**Document excerpt**
++++

Except, The Natural isn't trying to come across as a realistic baseball film, at all. It is, in fact, quite supernatural. Bernard Malamud's novel is allegorical.

On the train ride after Roy Hobbs strikes out the Whammer, Harriet Bird asks Hobbs if he'd ever read Homer.

Quote:
"Homer lived ages ago, and wrote about heroes and gods. And he would've written about baseball had he seen you out there today."
This is the first point in the movie where Roy Hobbs is likened to a mythical character. She then references Arthurian Legend, invoking the name of Sir Lancelot, Arthur's "greatest knight" that was felled by his uncontrollable desire for Guinevere. This was his fatal flaw; Roy Hobbs' fatal flaw is hubris.

Hobbs opines that his one and only goal in this life is to achieve baseball immortality:

Quote:
"You know what? Someday, l'll break every record in the book. When I walk down the street, people will say, "There goes Roy Hobbs, the best there ever was."
Hobbs is so focused on achieving baseball legend that everything else in his life falls by the wayside. His relationship with his childhood love, Iris, fades away, even though he promises her that he will call for her after he makes it to the Majors. He later laments that he should have seen Harriet Bird for what she was; his tunnel vision blinded him to how dangerous she was. He'd just heard a story read from a newspaper that two world class athletes had been shot to death, mere days apart.

When Roy Hobbs finally makes it to the Major Leagues, nearly two decades after being shot in Harriet Bird's hotel room with a silver bullet (which, in and of itself, carries a magical connotation), he joins the fictitious baseball team the New York Knights. The team name alludes to the heroic Knights of the Round Table. This scene immediately follows the one where Hobbs is shot, and Bird jumps from her hotel window to her death. We've seen Hobbs' fall, and now the hero's reclamation begins.

++++

**Source data**

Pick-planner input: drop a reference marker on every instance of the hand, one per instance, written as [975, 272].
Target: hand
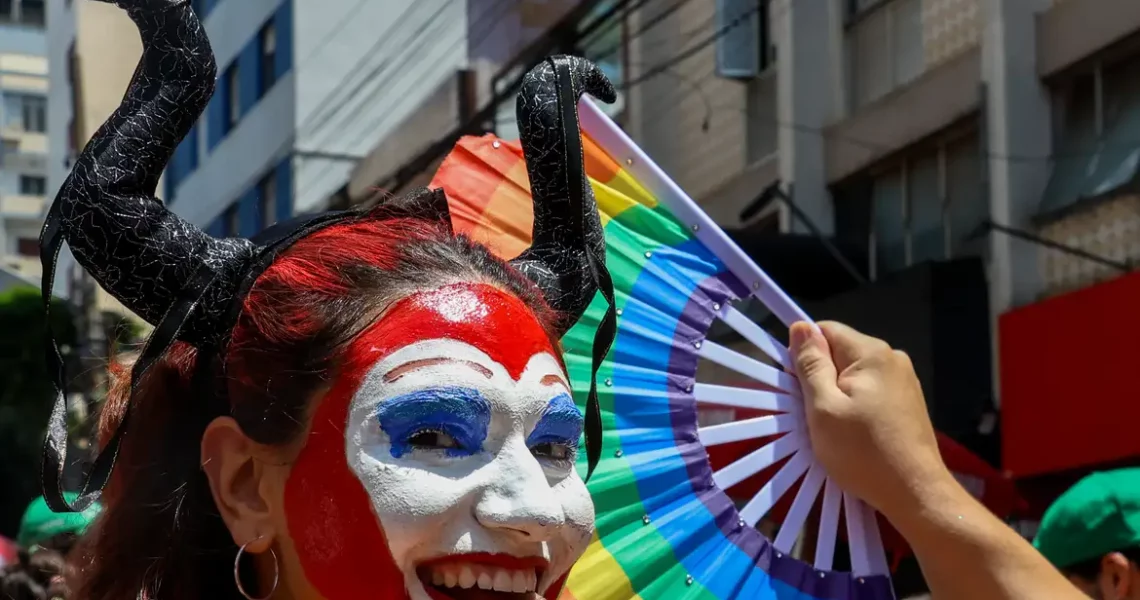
[866, 416]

++++

**Assignment**
Please reproduce word for word the stretch of the passage on The Natural from "This is the" through "flaw is hubris.".

**Output below**
This is the first point in the movie where Roy Hobbs is likened to a mythical character. She then references Arthurian Legend, invoking the name of Sir Lancelot, Arthur's "greatest knight" that was felled by his uncontrollable desire for Guinevere. This was his fatal flaw; Roy Hobbs' fatal flaw is hubris.